§ **What to do**
Output exactly those lines of the data that lie between the line containing "Target: flower center" and the final line, both ends counted.
[Start of section]
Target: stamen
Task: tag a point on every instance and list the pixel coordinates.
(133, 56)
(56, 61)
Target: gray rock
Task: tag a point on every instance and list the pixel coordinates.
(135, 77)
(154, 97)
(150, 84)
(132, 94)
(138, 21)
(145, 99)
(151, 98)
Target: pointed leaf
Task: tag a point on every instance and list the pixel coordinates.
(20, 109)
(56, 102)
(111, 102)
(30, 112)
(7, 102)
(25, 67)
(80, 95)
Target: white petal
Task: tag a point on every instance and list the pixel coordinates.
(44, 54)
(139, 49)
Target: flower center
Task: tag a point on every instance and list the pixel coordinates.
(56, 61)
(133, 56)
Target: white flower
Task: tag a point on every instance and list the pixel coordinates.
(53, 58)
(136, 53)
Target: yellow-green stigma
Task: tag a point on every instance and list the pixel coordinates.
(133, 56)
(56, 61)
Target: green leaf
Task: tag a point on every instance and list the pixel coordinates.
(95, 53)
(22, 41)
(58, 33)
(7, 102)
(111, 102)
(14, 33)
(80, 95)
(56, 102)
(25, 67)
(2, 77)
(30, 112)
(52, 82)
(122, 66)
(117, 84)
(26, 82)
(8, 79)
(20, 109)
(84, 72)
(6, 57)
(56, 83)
[End of section]
§ **Answer**
Target: flower center
Task: tag a point on every instance and list the pixel coordinates.
(56, 61)
(133, 56)
Target: white flower
Task: tag a point on every instance and list the pixel coordinates.
(53, 58)
(136, 53)
Target: yellow-green stigma
Task: tag a point on every instance and list the pixel coordinates.
(133, 56)
(56, 61)
Target: green leaf
Task: tag a point on every instance and list the pixel coordinates.
(95, 53)
(22, 41)
(58, 33)
(7, 102)
(111, 102)
(14, 33)
(80, 95)
(56, 102)
(25, 67)
(2, 77)
(30, 112)
(52, 82)
(122, 66)
(117, 84)
(26, 82)
(8, 79)
(20, 109)
(84, 72)
(6, 57)
(56, 83)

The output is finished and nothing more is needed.